● PROBLEM:
Retype exactly the lines from the line with "For this evaluation, locate the jersey" to the end of the data, keeping both boundary lines.

● SOURCE MATERIAL:
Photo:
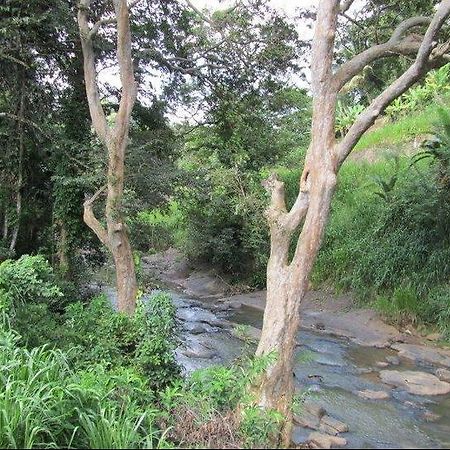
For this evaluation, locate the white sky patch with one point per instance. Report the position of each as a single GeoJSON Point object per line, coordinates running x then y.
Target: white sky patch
{"type": "Point", "coordinates": [110, 75]}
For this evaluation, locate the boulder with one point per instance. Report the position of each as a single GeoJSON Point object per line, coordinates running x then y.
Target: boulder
{"type": "Point", "coordinates": [382, 364]}
{"type": "Point", "coordinates": [332, 426]}
{"type": "Point", "coordinates": [394, 360]}
{"type": "Point", "coordinates": [319, 440]}
{"type": "Point", "coordinates": [419, 383]}
{"type": "Point", "coordinates": [443, 374]}
{"type": "Point", "coordinates": [373, 395]}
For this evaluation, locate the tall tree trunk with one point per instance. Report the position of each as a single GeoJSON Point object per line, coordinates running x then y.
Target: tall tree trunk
{"type": "Point", "coordinates": [287, 281]}
{"type": "Point", "coordinates": [18, 194]}
{"type": "Point", "coordinates": [115, 236]}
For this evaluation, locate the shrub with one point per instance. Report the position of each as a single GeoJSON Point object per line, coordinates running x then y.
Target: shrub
{"type": "Point", "coordinates": [158, 229]}
{"type": "Point", "coordinates": [44, 404]}
{"type": "Point", "coordinates": [145, 341]}
{"type": "Point", "coordinates": [30, 279]}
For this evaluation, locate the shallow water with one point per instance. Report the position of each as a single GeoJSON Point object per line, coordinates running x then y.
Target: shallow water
{"type": "Point", "coordinates": [332, 370]}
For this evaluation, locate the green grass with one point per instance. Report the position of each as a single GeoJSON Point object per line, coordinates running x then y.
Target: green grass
{"type": "Point", "coordinates": [402, 131]}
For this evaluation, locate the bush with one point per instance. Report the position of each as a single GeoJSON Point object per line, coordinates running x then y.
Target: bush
{"type": "Point", "coordinates": [145, 341]}
{"type": "Point", "coordinates": [158, 229]}
{"type": "Point", "coordinates": [45, 404]}
{"type": "Point", "coordinates": [392, 244]}
{"type": "Point", "coordinates": [30, 279]}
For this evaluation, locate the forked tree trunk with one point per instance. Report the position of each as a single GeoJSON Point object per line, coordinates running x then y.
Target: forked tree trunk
{"type": "Point", "coordinates": [287, 281]}
{"type": "Point", "coordinates": [114, 236]}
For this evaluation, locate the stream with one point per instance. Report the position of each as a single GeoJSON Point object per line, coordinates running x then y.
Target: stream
{"type": "Point", "coordinates": [331, 369]}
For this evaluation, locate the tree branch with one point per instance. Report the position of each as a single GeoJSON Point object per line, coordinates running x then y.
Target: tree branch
{"type": "Point", "coordinates": [92, 222]}
{"type": "Point", "coordinates": [345, 6]}
{"type": "Point", "coordinates": [90, 74]}
{"type": "Point", "coordinates": [277, 213]}
{"type": "Point", "coordinates": [126, 69]}
{"type": "Point", "coordinates": [427, 55]}
{"type": "Point", "coordinates": [396, 45]}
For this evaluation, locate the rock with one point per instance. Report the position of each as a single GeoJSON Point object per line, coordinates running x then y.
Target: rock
{"type": "Point", "coordinates": [310, 415]}
{"type": "Point", "coordinates": [306, 420]}
{"type": "Point", "coordinates": [364, 370]}
{"type": "Point", "coordinates": [319, 440]}
{"type": "Point", "coordinates": [443, 374]}
{"type": "Point", "coordinates": [430, 416]}
{"type": "Point", "coordinates": [332, 426]}
{"type": "Point", "coordinates": [197, 329]}
{"type": "Point", "coordinates": [438, 356]}
{"type": "Point", "coordinates": [434, 337]}
{"type": "Point", "coordinates": [314, 409]}
{"type": "Point", "coordinates": [382, 364]}
{"type": "Point", "coordinates": [201, 354]}
{"type": "Point", "coordinates": [419, 383]}
{"type": "Point", "coordinates": [394, 360]}
{"type": "Point", "coordinates": [373, 395]}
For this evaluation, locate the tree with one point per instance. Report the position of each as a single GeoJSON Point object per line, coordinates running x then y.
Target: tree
{"type": "Point", "coordinates": [115, 138]}
{"type": "Point", "coordinates": [287, 281]}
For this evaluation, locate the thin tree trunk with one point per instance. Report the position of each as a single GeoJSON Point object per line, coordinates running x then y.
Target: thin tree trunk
{"type": "Point", "coordinates": [115, 236]}
{"type": "Point", "coordinates": [18, 195]}
{"type": "Point", "coordinates": [287, 281]}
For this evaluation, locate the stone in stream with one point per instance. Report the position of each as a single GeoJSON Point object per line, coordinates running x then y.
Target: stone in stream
{"type": "Point", "coordinates": [394, 360]}
{"type": "Point", "coordinates": [434, 355]}
{"type": "Point", "coordinates": [310, 415]}
{"type": "Point", "coordinates": [319, 440]}
{"type": "Point", "coordinates": [419, 383]}
{"type": "Point", "coordinates": [199, 353]}
{"type": "Point", "coordinates": [373, 395]}
{"type": "Point", "coordinates": [382, 364]}
{"type": "Point", "coordinates": [332, 426]}
{"type": "Point", "coordinates": [443, 374]}
{"type": "Point", "coordinates": [430, 416]}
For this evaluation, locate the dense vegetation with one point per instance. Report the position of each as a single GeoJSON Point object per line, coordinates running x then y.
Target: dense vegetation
{"type": "Point", "coordinates": [76, 373]}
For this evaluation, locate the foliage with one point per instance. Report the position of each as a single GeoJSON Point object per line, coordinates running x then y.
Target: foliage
{"type": "Point", "coordinates": [158, 229]}
{"type": "Point", "coordinates": [44, 404]}
{"type": "Point", "coordinates": [215, 405]}
{"type": "Point", "coordinates": [397, 248]}
{"type": "Point", "coordinates": [345, 116]}
{"type": "Point", "coordinates": [29, 279]}
{"type": "Point", "coordinates": [435, 86]}
{"type": "Point", "coordinates": [145, 340]}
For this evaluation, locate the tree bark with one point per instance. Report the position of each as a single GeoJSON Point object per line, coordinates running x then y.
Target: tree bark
{"type": "Point", "coordinates": [115, 236]}
{"type": "Point", "coordinates": [287, 281]}
{"type": "Point", "coordinates": [18, 194]}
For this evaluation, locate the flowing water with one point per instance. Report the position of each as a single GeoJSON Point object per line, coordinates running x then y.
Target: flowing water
{"type": "Point", "coordinates": [331, 369]}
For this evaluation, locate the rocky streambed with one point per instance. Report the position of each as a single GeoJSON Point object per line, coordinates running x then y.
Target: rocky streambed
{"type": "Point", "coordinates": [355, 396]}
{"type": "Point", "coordinates": [364, 383]}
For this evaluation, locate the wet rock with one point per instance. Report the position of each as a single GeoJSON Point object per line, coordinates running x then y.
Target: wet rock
{"type": "Point", "coordinates": [332, 426]}
{"type": "Point", "coordinates": [319, 440]}
{"type": "Point", "coordinates": [199, 353]}
{"type": "Point", "coordinates": [382, 364]}
{"type": "Point", "coordinates": [197, 329]}
{"type": "Point", "coordinates": [310, 415]}
{"type": "Point", "coordinates": [373, 395]}
{"type": "Point", "coordinates": [314, 409]}
{"type": "Point", "coordinates": [394, 360]}
{"type": "Point", "coordinates": [364, 370]}
{"type": "Point", "coordinates": [433, 337]}
{"type": "Point", "coordinates": [424, 353]}
{"type": "Point", "coordinates": [443, 374]}
{"type": "Point", "coordinates": [307, 420]}
{"type": "Point", "coordinates": [419, 383]}
{"type": "Point", "coordinates": [430, 416]}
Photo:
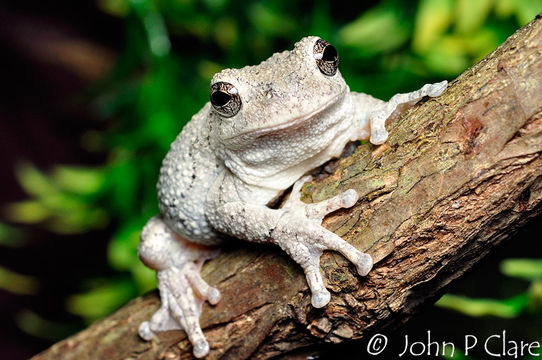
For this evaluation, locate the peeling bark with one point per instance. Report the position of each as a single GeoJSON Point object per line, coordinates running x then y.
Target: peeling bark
{"type": "Point", "coordinates": [459, 174]}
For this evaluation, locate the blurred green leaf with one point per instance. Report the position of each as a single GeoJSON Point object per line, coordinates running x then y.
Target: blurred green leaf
{"type": "Point", "coordinates": [375, 31]}
{"type": "Point", "coordinates": [508, 308]}
{"type": "Point", "coordinates": [103, 298]}
{"type": "Point", "coordinates": [471, 14]}
{"type": "Point", "coordinates": [433, 18]}
{"type": "Point", "coordinates": [505, 8]}
{"type": "Point", "coordinates": [27, 212]}
{"type": "Point", "coordinates": [33, 181]}
{"type": "Point", "coordinates": [17, 283]}
{"type": "Point", "coordinates": [528, 269]}
{"type": "Point", "coordinates": [35, 325]}
{"type": "Point", "coordinates": [269, 21]}
{"type": "Point", "coordinates": [11, 237]}
{"type": "Point", "coordinates": [79, 180]}
{"type": "Point", "coordinates": [118, 8]}
{"type": "Point", "coordinates": [448, 57]}
{"type": "Point", "coordinates": [526, 10]}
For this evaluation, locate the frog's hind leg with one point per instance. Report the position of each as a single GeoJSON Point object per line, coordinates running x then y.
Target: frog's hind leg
{"type": "Point", "coordinates": [311, 239]}
{"type": "Point", "coordinates": [379, 115]}
{"type": "Point", "coordinates": [182, 290]}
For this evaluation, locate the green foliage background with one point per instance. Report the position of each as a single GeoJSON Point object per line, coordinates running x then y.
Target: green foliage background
{"type": "Point", "coordinates": [172, 49]}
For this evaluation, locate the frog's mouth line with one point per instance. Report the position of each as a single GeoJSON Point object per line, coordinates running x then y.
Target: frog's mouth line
{"type": "Point", "coordinates": [292, 123]}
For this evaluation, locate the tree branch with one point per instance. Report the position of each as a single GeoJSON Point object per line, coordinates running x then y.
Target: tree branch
{"type": "Point", "coordinates": [458, 175]}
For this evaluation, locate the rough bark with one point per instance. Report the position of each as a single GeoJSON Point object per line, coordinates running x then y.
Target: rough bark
{"type": "Point", "coordinates": [458, 175]}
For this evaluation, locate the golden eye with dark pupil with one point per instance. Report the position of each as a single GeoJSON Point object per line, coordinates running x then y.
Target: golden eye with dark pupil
{"type": "Point", "coordinates": [330, 54]}
{"type": "Point", "coordinates": [220, 98]}
{"type": "Point", "coordinates": [225, 99]}
{"type": "Point", "coordinates": [326, 57]}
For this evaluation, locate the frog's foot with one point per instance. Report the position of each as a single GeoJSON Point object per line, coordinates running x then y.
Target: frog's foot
{"type": "Point", "coordinates": [300, 233]}
{"type": "Point", "coordinates": [182, 290]}
{"type": "Point", "coordinates": [378, 117]}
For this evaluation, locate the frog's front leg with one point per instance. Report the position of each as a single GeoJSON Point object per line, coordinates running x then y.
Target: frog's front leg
{"type": "Point", "coordinates": [182, 290]}
{"type": "Point", "coordinates": [297, 229]}
{"type": "Point", "coordinates": [379, 115]}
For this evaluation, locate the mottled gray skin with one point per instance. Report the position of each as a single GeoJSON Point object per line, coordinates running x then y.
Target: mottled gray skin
{"type": "Point", "coordinates": [221, 172]}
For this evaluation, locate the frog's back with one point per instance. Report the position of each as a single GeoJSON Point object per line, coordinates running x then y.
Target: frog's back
{"type": "Point", "coordinates": [188, 170]}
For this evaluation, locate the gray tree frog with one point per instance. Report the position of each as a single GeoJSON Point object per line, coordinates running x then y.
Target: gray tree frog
{"type": "Point", "coordinates": [264, 128]}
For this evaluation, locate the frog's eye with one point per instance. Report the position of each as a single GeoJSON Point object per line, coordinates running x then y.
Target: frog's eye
{"type": "Point", "coordinates": [326, 57]}
{"type": "Point", "coordinates": [225, 99]}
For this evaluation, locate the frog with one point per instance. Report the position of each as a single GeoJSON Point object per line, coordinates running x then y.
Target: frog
{"type": "Point", "coordinates": [264, 128]}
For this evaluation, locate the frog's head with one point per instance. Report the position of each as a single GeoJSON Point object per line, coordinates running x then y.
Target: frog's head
{"type": "Point", "coordinates": [285, 90]}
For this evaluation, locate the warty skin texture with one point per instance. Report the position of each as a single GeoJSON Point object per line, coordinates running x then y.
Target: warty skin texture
{"type": "Point", "coordinates": [284, 117]}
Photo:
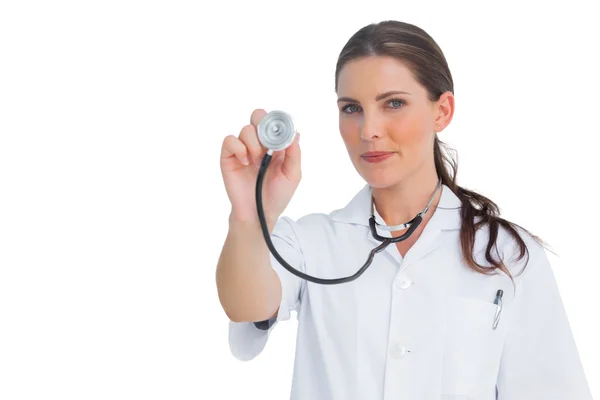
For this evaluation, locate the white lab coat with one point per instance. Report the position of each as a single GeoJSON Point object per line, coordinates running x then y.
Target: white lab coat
{"type": "Point", "coordinates": [418, 328]}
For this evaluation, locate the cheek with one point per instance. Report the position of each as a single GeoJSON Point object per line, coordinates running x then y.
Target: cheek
{"type": "Point", "coordinates": [410, 132]}
{"type": "Point", "coordinates": [349, 132]}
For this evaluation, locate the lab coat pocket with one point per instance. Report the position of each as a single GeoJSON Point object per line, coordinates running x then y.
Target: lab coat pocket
{"type": "Point", "coordinates": [472, 347]}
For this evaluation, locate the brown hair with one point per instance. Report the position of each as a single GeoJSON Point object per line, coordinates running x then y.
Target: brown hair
{"type": "Point", "coordinates": [422, 55]}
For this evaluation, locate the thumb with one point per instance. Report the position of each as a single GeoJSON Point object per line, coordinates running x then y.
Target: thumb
{"type": "Point", "coordinates": [291, 162]}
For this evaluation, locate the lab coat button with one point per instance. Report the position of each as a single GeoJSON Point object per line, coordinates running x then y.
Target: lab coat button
{"type": "Point", "coordinates": [398, 351]}
{"type": "Point", "coordinates": [403, 282]}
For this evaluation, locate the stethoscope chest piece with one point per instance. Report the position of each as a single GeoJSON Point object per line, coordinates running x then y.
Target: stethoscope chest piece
{"type": "Point", "coordinates": [276, 130]}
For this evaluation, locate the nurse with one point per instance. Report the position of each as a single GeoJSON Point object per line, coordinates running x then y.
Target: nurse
{"type": "Point", "coordinates": [466, 308]}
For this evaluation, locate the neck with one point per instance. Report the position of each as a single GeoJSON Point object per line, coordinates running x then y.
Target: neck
{"type": "Point", "coordinates": [401, 202]}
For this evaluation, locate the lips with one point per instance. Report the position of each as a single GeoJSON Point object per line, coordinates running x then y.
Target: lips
{"type": "Point", "coordinates": [376, 153]}
{"type": "Point", "coordinates": [376, 156]}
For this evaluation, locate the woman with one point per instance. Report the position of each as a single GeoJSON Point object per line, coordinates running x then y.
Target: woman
{"type": "Point", "coordinates": [421, 322]}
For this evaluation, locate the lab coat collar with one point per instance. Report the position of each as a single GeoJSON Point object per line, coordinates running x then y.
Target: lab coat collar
{"type": "Point", "coordinates": [358, 211]}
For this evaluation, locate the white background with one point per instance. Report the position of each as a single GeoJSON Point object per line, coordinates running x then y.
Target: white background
{"type": "Point", "coordinates": [112, 207]}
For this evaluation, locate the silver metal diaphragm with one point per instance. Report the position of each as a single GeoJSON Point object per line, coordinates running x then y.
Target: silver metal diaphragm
{"type": "Point", "coordinates": [276, 131]}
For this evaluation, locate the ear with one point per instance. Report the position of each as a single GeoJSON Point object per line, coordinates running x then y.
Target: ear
{"type": "Point", "coordinates": [443, 111]}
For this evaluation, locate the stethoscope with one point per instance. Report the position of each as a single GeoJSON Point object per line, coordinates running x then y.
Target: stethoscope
{"type": "Point", "coordinates": [276, 131]}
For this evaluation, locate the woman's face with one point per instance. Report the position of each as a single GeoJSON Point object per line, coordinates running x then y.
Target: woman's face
{"type": "Point", "coordinates": [384, 109]}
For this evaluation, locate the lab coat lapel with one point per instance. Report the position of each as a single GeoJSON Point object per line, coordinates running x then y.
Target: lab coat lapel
{"type": "Point", "coordinates": [446, 217]}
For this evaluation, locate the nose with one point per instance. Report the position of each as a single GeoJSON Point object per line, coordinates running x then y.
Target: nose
{"type": "Point", "coordinates": [371, 127]}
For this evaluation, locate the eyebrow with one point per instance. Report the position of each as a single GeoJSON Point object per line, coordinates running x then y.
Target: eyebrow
{"type": "Point", "coordinates": [379, 96]}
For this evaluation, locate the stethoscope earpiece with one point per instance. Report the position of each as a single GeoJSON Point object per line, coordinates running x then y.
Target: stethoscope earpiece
{"type": "Point", "coordinates": [276, 131]}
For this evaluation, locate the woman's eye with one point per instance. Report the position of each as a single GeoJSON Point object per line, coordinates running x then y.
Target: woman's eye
{"type": "Point", "coordinates": [396, 103]}
{"type": "Point", "coordinates": [348, 109]}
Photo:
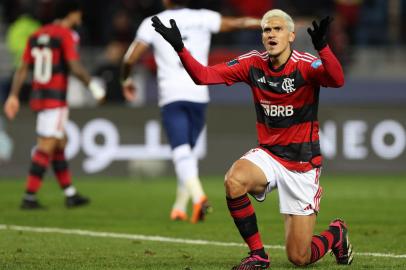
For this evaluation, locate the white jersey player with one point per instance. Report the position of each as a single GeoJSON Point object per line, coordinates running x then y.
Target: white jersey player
{"type": "Point", "coordinates": [182, 102]}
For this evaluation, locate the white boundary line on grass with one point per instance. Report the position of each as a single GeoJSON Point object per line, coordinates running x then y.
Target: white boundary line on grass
{"type": "Point", "coordinates": [161, 239]}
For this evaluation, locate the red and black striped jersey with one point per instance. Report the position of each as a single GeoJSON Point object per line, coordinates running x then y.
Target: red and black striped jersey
{"type": "Point", "coordinates": [286, 99]}
{"type": "Point", "coordinates": [48, 52]}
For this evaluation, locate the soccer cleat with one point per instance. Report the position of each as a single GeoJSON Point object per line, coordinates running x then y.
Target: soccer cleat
{"type": "Point", "coordinates": [342, 250]}
{"type": "Point", "coordinates": [31, 205]}
{"type": "Point", "coordinates": [200, 210]}
{"type": "Point", "coordinates": [76, 200]}
{"type": "Point", "coordinates": [253, 262]}
{"type": "Point", "coordinates": [177, 214]}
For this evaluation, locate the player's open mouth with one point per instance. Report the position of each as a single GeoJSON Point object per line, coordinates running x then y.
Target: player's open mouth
{"type": "Point", "coordinates": [273, 43]}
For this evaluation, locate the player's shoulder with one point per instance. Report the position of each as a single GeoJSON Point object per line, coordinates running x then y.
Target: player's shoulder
{"type": "Point", "coordinates": [254, 55]}
{"type": "Point", "coordinates": [305, 58]}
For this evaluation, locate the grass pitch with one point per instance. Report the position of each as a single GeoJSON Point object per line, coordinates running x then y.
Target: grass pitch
{"type": "Point", "coordinates": [373, 207]}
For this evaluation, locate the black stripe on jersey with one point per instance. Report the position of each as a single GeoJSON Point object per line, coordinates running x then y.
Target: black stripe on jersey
{"type": "Point", "coordinates": [300, 115]}
{"type": "Point", "coordinates": [295, 151]}
{"type": "Point", "coordinates": [48, 94]}
{"type": "Point", "coordinates": [276, 84]}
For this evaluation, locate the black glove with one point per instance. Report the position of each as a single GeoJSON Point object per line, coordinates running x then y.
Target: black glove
{"type": "Point", "coordinates": [172, 35]}
{"type": "Point", "coordinates": [319, 33]}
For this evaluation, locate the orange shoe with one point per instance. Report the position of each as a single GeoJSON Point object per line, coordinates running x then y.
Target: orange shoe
{"type": "Point", "coordinates": [177, 214]}
{"type": "Point", "coordinates": [200, 210]}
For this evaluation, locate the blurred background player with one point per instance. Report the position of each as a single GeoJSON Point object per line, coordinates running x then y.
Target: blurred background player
{"type": "Point", "coordinates": [285, 85]}
{"type": "Point", "coordinates": [183, 103]}
{"type": "Point", "coordinates": [51, 53]}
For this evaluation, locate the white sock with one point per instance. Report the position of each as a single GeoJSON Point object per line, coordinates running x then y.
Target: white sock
{"type": "Point", "coordinates": [69, 191]}
{"type": "Point", "coordinates": [182, 198]}
{"type": "Point", "coordinates": [187, 171]}
{"type": "Point", "coordinates": [195, 188]}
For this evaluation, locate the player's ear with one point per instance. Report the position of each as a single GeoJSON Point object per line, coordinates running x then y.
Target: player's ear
{"type": "Point", "coordinates": [292, 36]}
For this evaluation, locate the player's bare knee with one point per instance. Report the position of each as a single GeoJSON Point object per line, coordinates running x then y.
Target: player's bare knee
{"type": "Point", "coordinates": [234, 184]}
{"type": "Point", "coordinates": [298, 259]}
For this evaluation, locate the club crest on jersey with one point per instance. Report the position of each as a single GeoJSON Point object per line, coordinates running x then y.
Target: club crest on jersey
{"type": "Point", "coordinates": [232, 62]}
{"type": "Point", "coordinates": [288, 85]}
{"type": "Point", "coordinates": [270, 83]}
{"type": "Point", "coordinates": [315, 64]}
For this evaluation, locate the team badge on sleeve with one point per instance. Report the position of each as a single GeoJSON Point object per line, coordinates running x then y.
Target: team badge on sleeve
{"type": "Point", "coordinates": [317, 63]}
{"type": "Point", "coordinates": [232, 62]}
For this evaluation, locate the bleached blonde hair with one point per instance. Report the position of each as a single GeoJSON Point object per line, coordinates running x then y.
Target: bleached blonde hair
{"type": "Point", "coordinates": [281, 14]}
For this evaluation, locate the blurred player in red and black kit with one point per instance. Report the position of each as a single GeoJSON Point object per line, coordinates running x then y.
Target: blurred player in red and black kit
{"type": "Point", "coordinates": [285, 85]}
{"type": "Point", "coordinates": [51, 53]}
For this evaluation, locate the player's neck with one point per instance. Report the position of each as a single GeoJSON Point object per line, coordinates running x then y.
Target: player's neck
{"type": "Point", "coordinates": [63, 23]}
{"type": "Point", "coordinates": [281, 59]}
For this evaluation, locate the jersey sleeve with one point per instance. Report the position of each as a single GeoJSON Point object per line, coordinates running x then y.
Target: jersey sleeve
{"type": "Point", "coordinates": [145, 31]}
{"type": "Point", "coordinates": [27, 57]}
{"type": "Point", "coordinates": [211, 20]}
{"type": "Point", "coordinates": [70, 44]}
{"type": "Point", "coordinates": [326, 70]}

● TASK SOLUTION:
For this evaluation, locate the jersey sleeve with one point per instance. Report the position of each as a single GeoJSON Point object per line, coordinates running x then y.
Target: jersey sleeve
{"type": "Point", "coordinates": [145, 31]}
{"type": "Point", "coordinates": [27, 57]}
{"type": "Point", "coordinates": [211, 20]}
{"type": "Point", "coordinates": [70, 44]}
{"type": "Point", "coordinates": [326, 70]}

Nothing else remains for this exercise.